Copy out each line in the records below that contains the string "rocky".

## begin

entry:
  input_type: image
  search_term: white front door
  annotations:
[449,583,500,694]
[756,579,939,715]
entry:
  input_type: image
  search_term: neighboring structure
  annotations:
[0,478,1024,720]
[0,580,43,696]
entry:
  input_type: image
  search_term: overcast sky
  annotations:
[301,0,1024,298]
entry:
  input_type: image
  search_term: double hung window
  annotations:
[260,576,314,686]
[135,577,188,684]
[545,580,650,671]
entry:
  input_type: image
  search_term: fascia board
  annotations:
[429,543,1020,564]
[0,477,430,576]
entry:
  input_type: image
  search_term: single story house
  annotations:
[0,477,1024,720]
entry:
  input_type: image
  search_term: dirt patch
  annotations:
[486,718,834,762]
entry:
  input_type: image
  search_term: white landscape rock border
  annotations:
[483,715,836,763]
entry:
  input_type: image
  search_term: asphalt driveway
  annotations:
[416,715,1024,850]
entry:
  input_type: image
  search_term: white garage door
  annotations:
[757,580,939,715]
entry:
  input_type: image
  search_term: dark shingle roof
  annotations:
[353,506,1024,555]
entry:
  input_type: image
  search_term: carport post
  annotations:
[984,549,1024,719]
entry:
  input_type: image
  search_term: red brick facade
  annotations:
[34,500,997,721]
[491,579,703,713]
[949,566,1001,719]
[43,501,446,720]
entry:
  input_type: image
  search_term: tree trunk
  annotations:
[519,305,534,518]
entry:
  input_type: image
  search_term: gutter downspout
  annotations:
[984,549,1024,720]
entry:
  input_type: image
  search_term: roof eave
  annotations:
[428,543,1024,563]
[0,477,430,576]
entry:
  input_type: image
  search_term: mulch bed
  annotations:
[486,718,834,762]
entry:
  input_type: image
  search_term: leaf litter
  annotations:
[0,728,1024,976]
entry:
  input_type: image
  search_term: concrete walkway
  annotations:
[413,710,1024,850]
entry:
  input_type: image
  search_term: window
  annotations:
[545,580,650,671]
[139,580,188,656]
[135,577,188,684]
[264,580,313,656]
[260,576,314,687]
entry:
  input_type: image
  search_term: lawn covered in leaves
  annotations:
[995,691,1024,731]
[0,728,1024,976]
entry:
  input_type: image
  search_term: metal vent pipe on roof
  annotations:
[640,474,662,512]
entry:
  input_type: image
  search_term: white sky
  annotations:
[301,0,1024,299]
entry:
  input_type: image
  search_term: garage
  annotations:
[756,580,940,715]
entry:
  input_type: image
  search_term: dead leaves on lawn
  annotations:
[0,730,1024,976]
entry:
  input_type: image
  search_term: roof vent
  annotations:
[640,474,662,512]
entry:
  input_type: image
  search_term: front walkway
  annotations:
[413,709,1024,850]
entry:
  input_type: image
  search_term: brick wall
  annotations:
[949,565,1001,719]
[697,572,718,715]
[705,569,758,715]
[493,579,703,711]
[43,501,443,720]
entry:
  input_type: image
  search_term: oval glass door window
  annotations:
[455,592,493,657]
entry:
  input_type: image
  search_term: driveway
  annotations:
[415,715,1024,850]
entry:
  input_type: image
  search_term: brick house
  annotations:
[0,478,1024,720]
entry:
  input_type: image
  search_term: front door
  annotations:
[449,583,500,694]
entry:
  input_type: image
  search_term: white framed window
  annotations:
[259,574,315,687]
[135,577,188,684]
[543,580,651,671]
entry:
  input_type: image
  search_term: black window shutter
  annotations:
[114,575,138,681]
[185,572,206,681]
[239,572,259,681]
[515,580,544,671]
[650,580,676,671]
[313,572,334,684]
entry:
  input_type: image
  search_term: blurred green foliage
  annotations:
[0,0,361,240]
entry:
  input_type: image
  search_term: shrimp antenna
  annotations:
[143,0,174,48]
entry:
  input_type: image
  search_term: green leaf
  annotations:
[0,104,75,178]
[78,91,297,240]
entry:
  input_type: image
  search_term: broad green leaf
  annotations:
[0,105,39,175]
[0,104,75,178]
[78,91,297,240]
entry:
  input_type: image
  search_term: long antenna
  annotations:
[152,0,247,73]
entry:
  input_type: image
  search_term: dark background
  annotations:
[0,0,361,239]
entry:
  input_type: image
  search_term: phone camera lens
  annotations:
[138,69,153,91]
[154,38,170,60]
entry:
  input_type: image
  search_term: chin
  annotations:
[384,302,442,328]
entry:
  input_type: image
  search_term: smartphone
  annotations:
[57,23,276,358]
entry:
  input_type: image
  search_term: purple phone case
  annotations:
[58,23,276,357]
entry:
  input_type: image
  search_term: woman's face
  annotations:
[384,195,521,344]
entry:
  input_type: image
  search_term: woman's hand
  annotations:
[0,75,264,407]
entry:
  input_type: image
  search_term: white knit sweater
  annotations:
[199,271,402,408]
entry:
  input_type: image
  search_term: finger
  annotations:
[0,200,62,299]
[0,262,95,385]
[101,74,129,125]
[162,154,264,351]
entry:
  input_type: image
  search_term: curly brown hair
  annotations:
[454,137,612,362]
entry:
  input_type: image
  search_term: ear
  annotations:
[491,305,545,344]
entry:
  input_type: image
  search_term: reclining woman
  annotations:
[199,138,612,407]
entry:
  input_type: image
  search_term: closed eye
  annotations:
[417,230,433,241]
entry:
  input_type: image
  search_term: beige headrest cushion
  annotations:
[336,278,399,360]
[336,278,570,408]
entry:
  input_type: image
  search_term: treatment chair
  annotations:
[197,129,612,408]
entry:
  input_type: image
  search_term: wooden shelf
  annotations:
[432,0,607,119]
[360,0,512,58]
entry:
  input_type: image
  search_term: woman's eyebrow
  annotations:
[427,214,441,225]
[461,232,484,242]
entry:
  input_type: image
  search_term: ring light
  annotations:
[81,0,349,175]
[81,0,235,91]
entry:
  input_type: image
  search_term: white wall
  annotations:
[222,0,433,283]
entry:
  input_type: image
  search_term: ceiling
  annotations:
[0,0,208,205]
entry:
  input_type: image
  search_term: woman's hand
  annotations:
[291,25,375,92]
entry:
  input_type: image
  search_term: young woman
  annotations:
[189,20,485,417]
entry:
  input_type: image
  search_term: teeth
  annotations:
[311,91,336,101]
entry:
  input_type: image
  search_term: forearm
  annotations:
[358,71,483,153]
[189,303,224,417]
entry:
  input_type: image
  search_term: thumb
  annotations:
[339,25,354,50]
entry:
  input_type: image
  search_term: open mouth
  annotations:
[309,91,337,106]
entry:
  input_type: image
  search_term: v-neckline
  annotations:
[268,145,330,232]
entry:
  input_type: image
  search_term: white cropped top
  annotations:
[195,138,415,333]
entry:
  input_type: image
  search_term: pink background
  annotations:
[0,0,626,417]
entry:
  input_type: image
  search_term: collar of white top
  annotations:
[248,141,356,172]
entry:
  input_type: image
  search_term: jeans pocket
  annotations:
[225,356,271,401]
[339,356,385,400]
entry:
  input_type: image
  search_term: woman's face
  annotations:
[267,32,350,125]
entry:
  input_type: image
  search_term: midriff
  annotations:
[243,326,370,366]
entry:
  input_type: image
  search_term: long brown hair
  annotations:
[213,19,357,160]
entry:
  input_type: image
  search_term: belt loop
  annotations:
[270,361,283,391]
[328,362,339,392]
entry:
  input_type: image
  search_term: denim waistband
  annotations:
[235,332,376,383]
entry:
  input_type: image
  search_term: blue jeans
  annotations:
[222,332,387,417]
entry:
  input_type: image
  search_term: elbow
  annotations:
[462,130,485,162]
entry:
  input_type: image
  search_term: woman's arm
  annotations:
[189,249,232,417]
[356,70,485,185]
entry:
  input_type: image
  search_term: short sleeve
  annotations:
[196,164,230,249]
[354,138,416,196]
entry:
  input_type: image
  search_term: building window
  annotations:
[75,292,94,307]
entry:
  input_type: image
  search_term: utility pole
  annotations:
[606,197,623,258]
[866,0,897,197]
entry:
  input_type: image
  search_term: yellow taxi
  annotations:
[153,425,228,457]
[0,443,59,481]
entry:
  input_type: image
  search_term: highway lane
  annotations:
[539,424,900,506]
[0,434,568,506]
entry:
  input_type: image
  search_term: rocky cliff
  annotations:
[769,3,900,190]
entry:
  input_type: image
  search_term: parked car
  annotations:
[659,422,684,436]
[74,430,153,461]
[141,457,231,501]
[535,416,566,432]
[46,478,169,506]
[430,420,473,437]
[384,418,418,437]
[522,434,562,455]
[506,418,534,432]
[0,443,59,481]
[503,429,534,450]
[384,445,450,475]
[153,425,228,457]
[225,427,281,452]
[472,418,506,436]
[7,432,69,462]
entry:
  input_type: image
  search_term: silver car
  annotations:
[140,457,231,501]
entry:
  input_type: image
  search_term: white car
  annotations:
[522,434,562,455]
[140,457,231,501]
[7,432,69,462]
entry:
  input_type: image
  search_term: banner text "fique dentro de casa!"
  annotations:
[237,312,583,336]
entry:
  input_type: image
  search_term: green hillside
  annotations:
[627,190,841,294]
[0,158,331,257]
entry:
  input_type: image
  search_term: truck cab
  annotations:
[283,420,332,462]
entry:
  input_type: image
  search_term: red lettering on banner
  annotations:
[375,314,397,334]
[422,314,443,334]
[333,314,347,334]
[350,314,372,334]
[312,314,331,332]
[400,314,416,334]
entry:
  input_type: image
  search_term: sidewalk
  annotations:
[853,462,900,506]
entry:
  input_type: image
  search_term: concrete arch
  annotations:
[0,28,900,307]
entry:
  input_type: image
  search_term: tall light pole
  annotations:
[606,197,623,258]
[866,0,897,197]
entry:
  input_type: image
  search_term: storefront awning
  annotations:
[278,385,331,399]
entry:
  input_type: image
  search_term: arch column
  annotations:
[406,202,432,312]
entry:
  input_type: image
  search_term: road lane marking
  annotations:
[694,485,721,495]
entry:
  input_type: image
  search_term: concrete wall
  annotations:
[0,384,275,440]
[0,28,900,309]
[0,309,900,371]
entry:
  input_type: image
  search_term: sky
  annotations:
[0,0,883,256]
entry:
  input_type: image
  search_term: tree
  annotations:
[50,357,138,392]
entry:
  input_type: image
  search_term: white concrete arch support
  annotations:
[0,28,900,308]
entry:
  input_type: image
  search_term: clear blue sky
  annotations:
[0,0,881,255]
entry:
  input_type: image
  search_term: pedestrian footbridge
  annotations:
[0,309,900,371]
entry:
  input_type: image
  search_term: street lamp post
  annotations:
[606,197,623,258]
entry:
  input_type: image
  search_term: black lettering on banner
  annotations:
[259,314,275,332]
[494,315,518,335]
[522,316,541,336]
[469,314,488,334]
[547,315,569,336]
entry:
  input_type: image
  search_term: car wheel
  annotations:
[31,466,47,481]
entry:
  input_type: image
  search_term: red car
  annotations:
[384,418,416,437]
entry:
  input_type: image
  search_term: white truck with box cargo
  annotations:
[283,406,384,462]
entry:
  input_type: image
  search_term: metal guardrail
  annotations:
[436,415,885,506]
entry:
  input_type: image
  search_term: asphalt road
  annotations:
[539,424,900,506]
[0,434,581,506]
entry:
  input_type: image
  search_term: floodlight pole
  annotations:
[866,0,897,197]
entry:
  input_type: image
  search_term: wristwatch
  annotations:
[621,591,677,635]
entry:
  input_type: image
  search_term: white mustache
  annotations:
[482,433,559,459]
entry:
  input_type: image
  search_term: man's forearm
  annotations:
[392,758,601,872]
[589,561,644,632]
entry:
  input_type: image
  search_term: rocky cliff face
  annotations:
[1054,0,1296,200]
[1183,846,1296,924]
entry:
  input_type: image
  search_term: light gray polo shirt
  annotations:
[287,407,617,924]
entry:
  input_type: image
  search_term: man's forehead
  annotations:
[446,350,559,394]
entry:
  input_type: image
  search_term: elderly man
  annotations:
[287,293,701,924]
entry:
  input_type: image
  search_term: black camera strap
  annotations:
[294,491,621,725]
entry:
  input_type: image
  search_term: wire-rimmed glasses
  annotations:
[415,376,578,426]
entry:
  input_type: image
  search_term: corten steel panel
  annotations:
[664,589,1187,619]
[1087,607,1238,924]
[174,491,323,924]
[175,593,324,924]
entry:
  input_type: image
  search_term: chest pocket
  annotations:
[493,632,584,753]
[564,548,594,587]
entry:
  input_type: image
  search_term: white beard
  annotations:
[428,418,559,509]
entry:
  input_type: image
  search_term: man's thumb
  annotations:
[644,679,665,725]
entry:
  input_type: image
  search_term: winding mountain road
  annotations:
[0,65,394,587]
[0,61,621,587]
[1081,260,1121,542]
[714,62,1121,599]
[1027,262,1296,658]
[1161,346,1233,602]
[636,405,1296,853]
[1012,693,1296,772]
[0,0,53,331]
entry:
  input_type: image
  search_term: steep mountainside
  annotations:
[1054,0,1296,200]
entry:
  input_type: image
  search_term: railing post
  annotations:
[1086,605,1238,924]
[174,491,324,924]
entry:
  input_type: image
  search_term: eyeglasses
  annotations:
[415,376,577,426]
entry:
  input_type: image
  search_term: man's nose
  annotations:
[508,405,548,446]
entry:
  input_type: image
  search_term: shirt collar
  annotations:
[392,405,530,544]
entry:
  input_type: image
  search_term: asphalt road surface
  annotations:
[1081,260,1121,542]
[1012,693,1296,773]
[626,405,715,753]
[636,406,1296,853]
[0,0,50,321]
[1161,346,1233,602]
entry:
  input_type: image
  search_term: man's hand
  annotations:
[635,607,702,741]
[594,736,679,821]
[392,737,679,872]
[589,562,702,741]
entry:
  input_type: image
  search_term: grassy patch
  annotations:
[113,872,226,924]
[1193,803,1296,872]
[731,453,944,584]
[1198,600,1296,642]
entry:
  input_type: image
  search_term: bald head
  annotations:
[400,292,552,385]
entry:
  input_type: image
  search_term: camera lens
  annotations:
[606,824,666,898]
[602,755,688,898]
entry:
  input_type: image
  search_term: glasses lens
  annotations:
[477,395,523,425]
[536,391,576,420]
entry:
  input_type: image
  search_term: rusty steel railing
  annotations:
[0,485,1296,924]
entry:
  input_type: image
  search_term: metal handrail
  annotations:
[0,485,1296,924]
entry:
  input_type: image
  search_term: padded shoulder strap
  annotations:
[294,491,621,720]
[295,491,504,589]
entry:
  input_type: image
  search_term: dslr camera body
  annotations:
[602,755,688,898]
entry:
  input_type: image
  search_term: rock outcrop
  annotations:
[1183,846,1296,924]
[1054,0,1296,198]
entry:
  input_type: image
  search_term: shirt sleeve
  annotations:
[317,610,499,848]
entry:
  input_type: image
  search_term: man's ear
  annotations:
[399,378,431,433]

## end

Solution to the exercise =>
  search_term: rocky cliff
  search_term: rocky cliff face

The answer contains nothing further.